• STATED PROBLEM
Reproduce the stretch of the C-statistic thread from "[R] C-statistic comparison" through "of these measures.", changing "anthropometric measures" to "body measurements".

• PAGE EXTRACT
## start
[R] C-statistic comparison with partially paired datasets

Frank E Harrell Jr f.harrell at vanderbilt.edu
Thu Aug 13 14:00:49 CEST 2009

Hanneke Wijnhoven wrote:
> Frank,
> Thank you for your quick response!
> I want to compare the discriminative capacity of different 
> anthropometric measures in predicting mortality, focussing on the "thin" 
> site of these measures.
> Since these associations are not linear (U shaped for BMI and inversily 
> J-shaped for mid-upper arm circumference) and I do not want to include 
> the prediction by "obesity", I am using all values below the median of 
> each separate measure to calculate a C-statistic (below the median, the 
> association is approximately linear).
> As a result, some different and some overlapping cases are included.
> I understand your point though.
> Any suggestion is welcome.
> Hanneke

Subsetting the data will make the two task difficulties unequal, I fear. 
  This would make it difficult to compare predictive discrimination indexes.

I think it would be better to fit splines to the continuous predictors, 
to allow for a unified analysis over the whole range.  Then everything 
is paired.
## end
• DATA SEGMENT
## start
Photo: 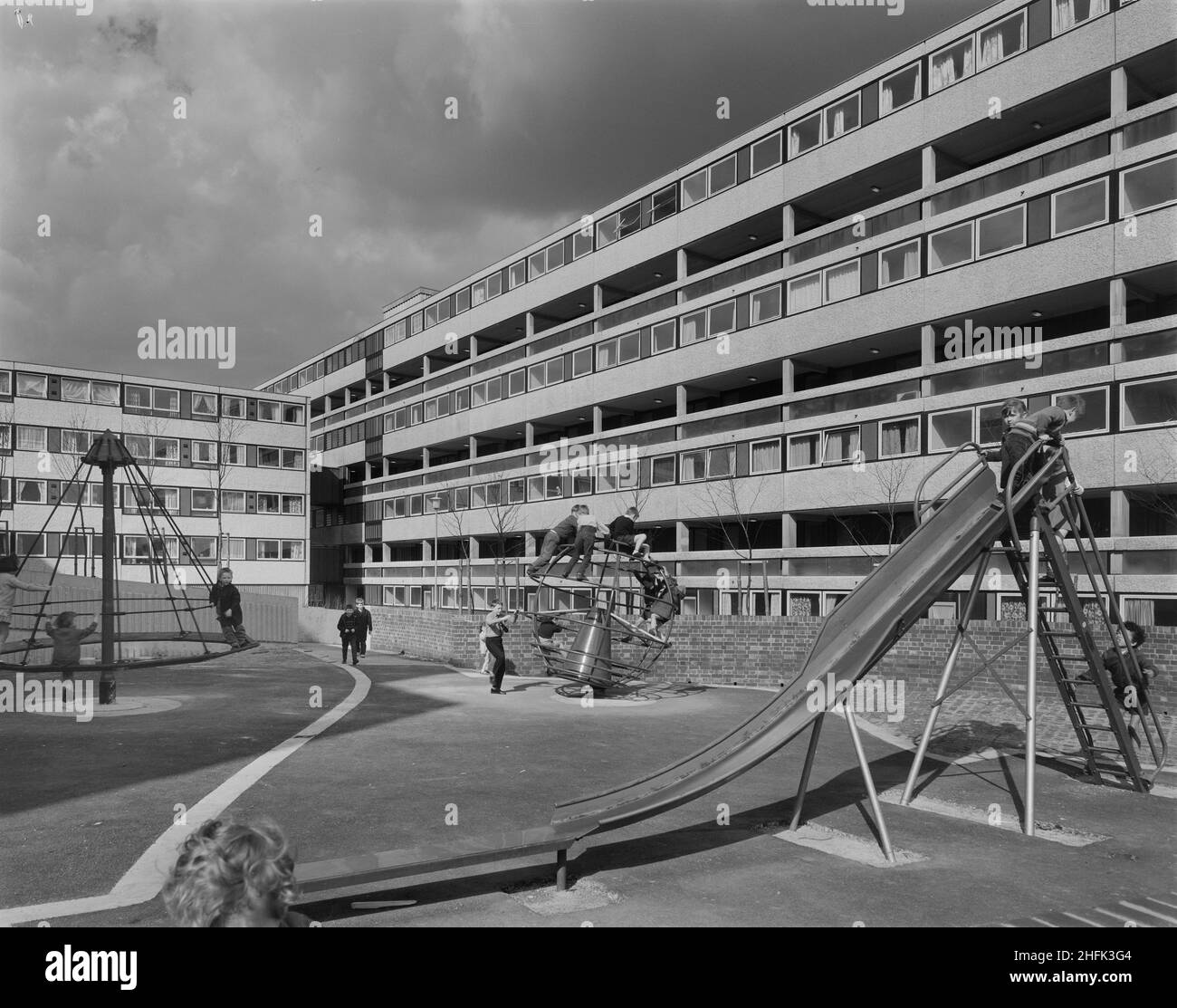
## end
• TASK OUTPUT
[R] C-statistic comparison with partially paired datasets

Frank E Harrell Jr f.harrell at vanderbilt.edu
Thu Aug 13 14:00:49 CEST 2009

Hanneke Wijnhoven wrote:
> Frank,
> Thank you for your quick response!
> I want to compare the discriminative capacity of different 
> body measurements in predicting mortality, focussing on the "thin" 
> site of these measures.